===== Data section

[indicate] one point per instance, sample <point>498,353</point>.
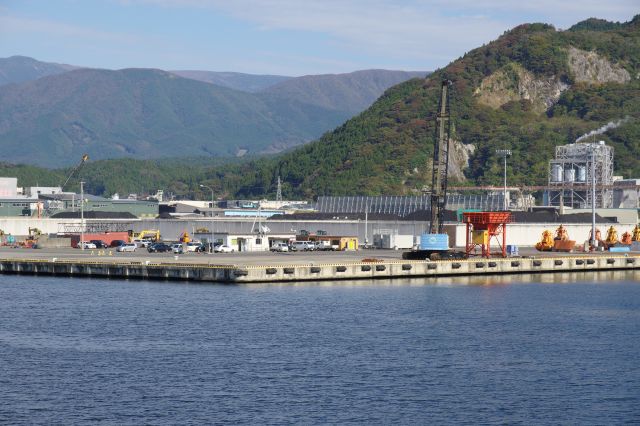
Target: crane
<point>75,171</point>
<point>435,244</point>
<point>440,161</point>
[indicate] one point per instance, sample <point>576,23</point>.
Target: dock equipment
<point>434,245</point>
<point>482,227</point>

==========

Repeat everything in the records above exactly; pictures are not part of the copy.

[indicate] one point per instance, sample <point>498,353</point>.
Target: crane
<point>75,171</point>
<point>435,244</point>
<point>440,161</point>
[indicate] one point per instance, sample <point>576,23</point>.
Target: dock equipment
<point>434,245</point>
<point>482,227</point>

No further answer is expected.